Released 19 November 1982
Format 7" single, 12" single
Recorded 1982 at AIR Studios in London
Genre Synthpop, post-punk, new wave
Length 4:46
Label Chrysalis Records
Songwriter(s) Warren Cann, Chris Cross, Billy Currie, Midge Ure
Producer(s) George Martin
Ultravox singles chronology
"Reap the Wild Wind"
(1982)
"Hymn"
(1982)
"Visions in Blue"
(1983)
"Reap the Wild Wind"
(1982)
"Hymn"
(1982)
"Visions in Blue"
(1983)

"Hymn" is a 1982 song from Ultravox's sixth studio album Quartet. Released as the album's second single, it reached #11 on the British Top 40 singles chart and the Top 10 in Germany and Switzerland.[1]

History[edit]

The song was written by Warren Cann, Chris Cross, Billy Currie and Midge Ure and produced by George Martin. The cover art depicts certain symbols of Freemasonry, most notably the compass and the square.

Lyrically, the song describes a time of corruption, in which "all that's good will fall from grace" and "Different words [...] have other meaning"; the protagonist expresses his worldy ambitions for "power and glory" in phrases from Bible ("the storybook"), especially The Lord's Prayer.

DATASET CONTENT –
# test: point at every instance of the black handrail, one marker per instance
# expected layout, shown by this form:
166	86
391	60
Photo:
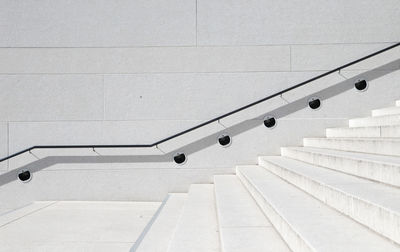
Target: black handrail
207	122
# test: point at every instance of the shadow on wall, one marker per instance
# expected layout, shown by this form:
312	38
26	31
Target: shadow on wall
210	139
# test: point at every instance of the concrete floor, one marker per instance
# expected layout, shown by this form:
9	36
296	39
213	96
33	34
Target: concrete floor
75	226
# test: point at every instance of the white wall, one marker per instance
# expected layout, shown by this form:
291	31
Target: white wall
128	72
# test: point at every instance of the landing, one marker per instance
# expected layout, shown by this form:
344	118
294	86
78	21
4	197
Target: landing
75	226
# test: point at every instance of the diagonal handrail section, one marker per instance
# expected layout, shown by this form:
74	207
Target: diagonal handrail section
209	121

TASK REQUIREMENTS – From the article on "Hymn," list everyone credited as a songwriter of the song. Work only from the article on "Hymn" above.

EXERCISE ANSWER – Warren Cann, Chris Cross, Billy Currie, Midge Ure